• _The exercise_
Filter the records below, keeping only the lines that contain the string "each". The match is case-sensitive.

Records of labeled points

__________

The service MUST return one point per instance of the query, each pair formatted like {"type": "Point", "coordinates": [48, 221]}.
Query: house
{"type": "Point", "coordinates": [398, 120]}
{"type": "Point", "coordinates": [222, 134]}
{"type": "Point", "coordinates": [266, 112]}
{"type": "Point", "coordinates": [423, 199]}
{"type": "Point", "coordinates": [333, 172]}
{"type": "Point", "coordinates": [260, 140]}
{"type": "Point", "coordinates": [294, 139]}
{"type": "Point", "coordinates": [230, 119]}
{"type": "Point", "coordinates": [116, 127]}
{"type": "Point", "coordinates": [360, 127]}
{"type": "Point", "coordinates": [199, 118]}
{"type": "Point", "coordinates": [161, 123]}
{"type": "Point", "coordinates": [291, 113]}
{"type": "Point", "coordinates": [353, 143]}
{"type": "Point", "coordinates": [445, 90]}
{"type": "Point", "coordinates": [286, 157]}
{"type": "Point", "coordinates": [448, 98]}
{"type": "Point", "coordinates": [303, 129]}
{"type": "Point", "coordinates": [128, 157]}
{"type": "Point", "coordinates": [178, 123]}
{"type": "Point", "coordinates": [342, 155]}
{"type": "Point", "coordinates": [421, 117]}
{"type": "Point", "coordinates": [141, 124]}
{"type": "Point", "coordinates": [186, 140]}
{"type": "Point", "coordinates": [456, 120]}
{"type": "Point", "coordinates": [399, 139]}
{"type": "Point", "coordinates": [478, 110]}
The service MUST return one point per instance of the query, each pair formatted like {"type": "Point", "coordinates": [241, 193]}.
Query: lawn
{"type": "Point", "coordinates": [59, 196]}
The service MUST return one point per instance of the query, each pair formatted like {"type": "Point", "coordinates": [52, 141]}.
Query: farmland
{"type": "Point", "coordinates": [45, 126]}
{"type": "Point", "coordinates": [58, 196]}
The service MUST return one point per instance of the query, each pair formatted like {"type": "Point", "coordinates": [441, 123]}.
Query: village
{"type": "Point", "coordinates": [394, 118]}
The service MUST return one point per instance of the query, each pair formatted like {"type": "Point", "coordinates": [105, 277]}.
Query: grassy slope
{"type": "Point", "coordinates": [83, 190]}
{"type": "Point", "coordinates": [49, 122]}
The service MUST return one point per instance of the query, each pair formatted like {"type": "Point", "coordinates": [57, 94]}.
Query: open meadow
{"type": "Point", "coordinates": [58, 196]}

__________

• _Solved problem_
The service MUST return one point per instance of the query, each pair formatted like {"type": "Point", "coordinates": [48, 221]}.
The service MUST return one point per instance of the query, each pair formatted like {"type": "Point", "coordinates": [241, 193]}.
The service MUST return one point per instance of the query, each pair formatted like {"type": "Point", "coordinates": [52, 141]}.
The service MUST return one point per instance of the query, each pair formatted like {"type": "Point", "coordinates": [441, 123]}.
The service MUST return one point per instance of the query, each pair formatted like {"type": "Point", "coordinates": [105, 277]}.
The service MUST return one point per instance of the query, each pair formatted like {"type": "Point", "coordinates": [57, 94]}.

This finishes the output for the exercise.